* _TASK PROMPT_
Please lay out every line of the listing below as a Markdown table with two columns, Row and Line. Number the rows in order and skip any blank lines.

Records of labeled boxes
——————————
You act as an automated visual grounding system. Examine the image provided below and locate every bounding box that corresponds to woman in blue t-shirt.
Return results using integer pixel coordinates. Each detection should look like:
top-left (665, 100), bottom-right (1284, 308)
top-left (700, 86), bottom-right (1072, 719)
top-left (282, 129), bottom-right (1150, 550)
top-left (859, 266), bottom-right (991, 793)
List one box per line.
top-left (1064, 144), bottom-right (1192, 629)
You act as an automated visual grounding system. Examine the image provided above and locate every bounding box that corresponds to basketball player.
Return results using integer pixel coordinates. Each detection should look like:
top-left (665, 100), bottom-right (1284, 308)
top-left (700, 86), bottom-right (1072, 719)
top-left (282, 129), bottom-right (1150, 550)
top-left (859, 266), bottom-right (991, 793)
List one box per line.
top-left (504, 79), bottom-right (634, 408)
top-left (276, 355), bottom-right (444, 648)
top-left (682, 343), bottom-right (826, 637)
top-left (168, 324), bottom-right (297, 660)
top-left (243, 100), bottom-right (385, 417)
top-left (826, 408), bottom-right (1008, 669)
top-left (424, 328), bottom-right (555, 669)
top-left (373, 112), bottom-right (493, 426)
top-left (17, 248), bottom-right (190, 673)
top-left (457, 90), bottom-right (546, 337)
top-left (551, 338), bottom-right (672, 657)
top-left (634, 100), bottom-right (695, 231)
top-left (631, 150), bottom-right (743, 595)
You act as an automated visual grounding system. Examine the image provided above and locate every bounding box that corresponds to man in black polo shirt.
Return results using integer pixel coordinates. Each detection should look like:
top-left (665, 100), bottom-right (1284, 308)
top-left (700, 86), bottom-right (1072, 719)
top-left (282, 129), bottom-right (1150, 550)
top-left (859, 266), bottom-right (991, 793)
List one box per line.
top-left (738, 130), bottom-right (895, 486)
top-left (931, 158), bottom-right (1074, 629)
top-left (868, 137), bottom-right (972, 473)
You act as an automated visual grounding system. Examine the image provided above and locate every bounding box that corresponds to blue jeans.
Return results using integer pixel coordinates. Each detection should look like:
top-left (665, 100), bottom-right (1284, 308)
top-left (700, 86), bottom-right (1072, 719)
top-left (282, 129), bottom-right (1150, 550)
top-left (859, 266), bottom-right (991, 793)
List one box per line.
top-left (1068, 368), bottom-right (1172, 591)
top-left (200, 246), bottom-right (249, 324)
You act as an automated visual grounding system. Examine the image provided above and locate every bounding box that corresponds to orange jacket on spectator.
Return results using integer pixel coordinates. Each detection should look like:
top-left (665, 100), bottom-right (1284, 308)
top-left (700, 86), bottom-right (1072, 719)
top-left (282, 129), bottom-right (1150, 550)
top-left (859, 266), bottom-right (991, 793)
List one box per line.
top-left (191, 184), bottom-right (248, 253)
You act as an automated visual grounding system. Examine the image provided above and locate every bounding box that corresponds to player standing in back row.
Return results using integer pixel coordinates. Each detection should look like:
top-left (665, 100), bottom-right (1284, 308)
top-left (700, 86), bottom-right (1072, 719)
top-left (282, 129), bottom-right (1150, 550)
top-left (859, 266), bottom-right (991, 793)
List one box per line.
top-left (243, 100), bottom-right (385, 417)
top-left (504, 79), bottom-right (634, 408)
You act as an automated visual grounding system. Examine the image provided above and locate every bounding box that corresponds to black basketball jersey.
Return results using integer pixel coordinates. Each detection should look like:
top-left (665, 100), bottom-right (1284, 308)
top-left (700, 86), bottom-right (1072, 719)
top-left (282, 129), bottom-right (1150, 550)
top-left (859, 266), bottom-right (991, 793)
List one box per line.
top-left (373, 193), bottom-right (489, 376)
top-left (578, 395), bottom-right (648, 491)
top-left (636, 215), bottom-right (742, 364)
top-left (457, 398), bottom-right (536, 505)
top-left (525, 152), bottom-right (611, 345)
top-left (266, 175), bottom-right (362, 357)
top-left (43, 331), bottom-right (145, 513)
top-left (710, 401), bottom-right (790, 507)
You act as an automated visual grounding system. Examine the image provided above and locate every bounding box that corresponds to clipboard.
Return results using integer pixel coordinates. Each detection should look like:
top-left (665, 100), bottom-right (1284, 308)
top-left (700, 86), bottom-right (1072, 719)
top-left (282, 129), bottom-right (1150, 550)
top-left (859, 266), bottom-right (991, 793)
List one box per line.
——————————
* _THE RESULT_
| Row | Line |
|---|---|
| 1 | You act as an automated visual grounding system. Examine the image provided below and locate every bounding box that corresponds to woman in blue t-shirt. |
| 2 | Return results using integer pixel coordinates. Each detection should look like: |
| 3 | top-left (665, 100), bottom-right (1284, 308) |
| 4 | top-left (700, 86), bottom-right (1072, 719) |
| 5 | top-left (282, 129), bottom-right (1150, 550) |
| 6 | top-left (859, 266), bottom-right (991, 793) |
| 7 | List one box per line. |
| 8 | top-left (1064, 144), bottom-right (1192, 629) |
| 9 | You act as an automated visual grounding system. Examine the image provided above and locate every bounding box that corresponds to basketball player. |
| 10 | Return results using integer pixel coordinates. Each detection should look like: |
| 11 | top-left (665, 100), bottom-right (1284, 308) |
| 12 | top-left (700, 86), bottom-right (1072, 719) |
| 13 | top-left (282, 129), bottom-right (1150, 550) |
| 14 | top-left (859, 266), bottom-right (991, 793) |
| 15 | List one box per line. |
| 16 | top-left (504, 79), bottom-right (634, 408) |
| 17 | top-left (276, 355), bottom-right (444, 648) |
| 18 | top-left (682, 343), bottom-right (826, 637) |
| 19 | top-left (168, 324), bottom-right (297, 660) |
| 20 | top-left (243, 100), bottom-right (385, 417) |
| 21 | top-left (826, 408), bottom-right (1008, 669) |
| 22 | top-left (424, 328), bottom-right (555, 669) |
| 23 | top-left (373, 112), bottom-right (493, 426) |
| 24 | top-left (17, 248), bottom-right (190, 673) |
| 25 | top-left (457, 90), bottom-right (546, 337) |
| 26 | top-left (551, 338), bottom-right (672, 657) |
| 27 | top-left (634, 100), bottom-right (695, 231) |
| 28 | top-left (631, 150), bottom-right (743, 595) |
| 29 | You act as an automated visual grounding system. Examine the image provided above and locate every bounding box that corresponds to man in black polo shirt. |
| 30 | Return results using integer pixel coordinates. Each detection should look like: |
| 31 | top-left (665, 100), bottom-right (1284, 308) |
| 32 | top-left (700, 86), bottom-right (1072, 719) |
| 33 | top-left (282, 129), bottom-right (1150, 550) |
| 34 | top-left (859, 266), bottom-right (991, 793) |
| 35 | List one box per line. |
| 36 | top-left (738, 130), bottom-right (895, 486) |
| 37 | top-left (931, 158), bottom-right (1074, 629) |
| 38 | top-left (868, 137), bottom-right (972, 473) |
| 39 | You act as an automated visual grounding system. Examine the image provided above and locate every bounding box that corresponds to blue jeans. |
| 40 | Return results using integer pixel coordinates. Each detection should look like: |
| 41 | top-left (665, 100), bottom-right (1284, 308) |
| 42 | top-left (700, 86), bottom-right (1072, 719) |
| 43 | top-left (282, 129), bottom-right (1150, 550) |
| 44 | top-left (859, 266), bottom-right (991, 793) |
| 45 | List one box per line. |
| 46 | top-left (1068, 368), bottom-right (1172, 591) |
| 47 | top-left (200, 246), bottom-right (249, 324) |
| 48 | You act as an automated visual grounding system. Examine the image provided above and locate every bounding box that corresponds to orange jacket on spectator. |
| 49 | Return results using integer pixel coordinates. Each detection should look like: |
| 50 | top-left (665, 100), bottom-right (1284, 308) |
| 51 | top-left (700, 86), bottom-right (1072, 719) |
| 52 | top-left (282, 129), bottom-right (1150, 550) |
| 53 | top-left (859, 266), bottom-right (991, 793) |
| 54 | List one box per line. |
| 55 | top-left (191, 184), bottom-right (248, 253) |
| 56 | You act as an automated visual grounding system. Examine the image provided above and locate every bounding box that corresponds to player standing in back row. |
| 57 | Return results using integer pixel coordinates. Each detection should look like: |
| 58 | top-left (665, 100), bottom-right (1284, 308) |
| 59 | top-left (700, 86), bottom-right (1072, 719) |
| 60 | top-left (282, 129), bottom-right (1150, 550) |
| 61 | top-left (859, 266), bottom-right (991, 793) |
| 62 | List one box per line. |
| 63 | top-left (243, 100), bottom-right (385, 417) |
| 64 | top-left (504, 79), bottom-right (634, 408) |
| 65 | You act as an automated visual grounding system. Examine the image provided above and locate every bounding box that corresponds to black basketball jersey. |
| 66 | Return results using integer pixel coordinates. Each detection should look like: |
| 67 | top-left (665, 100), bottom-right (1284, 308) |
| 68 | top-left (700, 86), bottom-right (1072, 719) |
| 69 | top-left (282, 129), bottom-right (1150, 550) |
| 70 | top-left (859, 266), bottom-right (991, 793) |
| 71 | List one box per line. |
| 72 | top-left (373, 193), bottom-right (489, 376) |
| 73 | top-left (578, 395), bottom-right (648, 491) |
| 74 | top-left (636, 215), bottom-right (742, 364) |
| 75 | top-left (457, 398), bottom-right (536, 505) |
| 76 | top-left (525, 152), bottom-right (611, 345) |
| 77 | top-left (266, 175), bottom-right (362, 357) |
| 78 | top-left (43, 331), bottom-right (145, 513) |
| 79 | top-left (710, 401), bottom-right (790, 507) |
| 80 | You act as an automated visual grounding system. Examine the image provided above and locate every bounding box that corresponds to clipboard. |
| 81 | Return results using integer pixel coordinates. Each detection should look like: |
| 82 | top-left (665, 100), bottom-right (1284, 308) |
| 83 | top-left (700, 86), bottom-right (1072, 719) |
| 84 | top-left (282, 129), bottom-right (1150, 550) |
| 85 | top-left (859, 266), bottom-right (991, 793) |
| 86 | List one box per line. |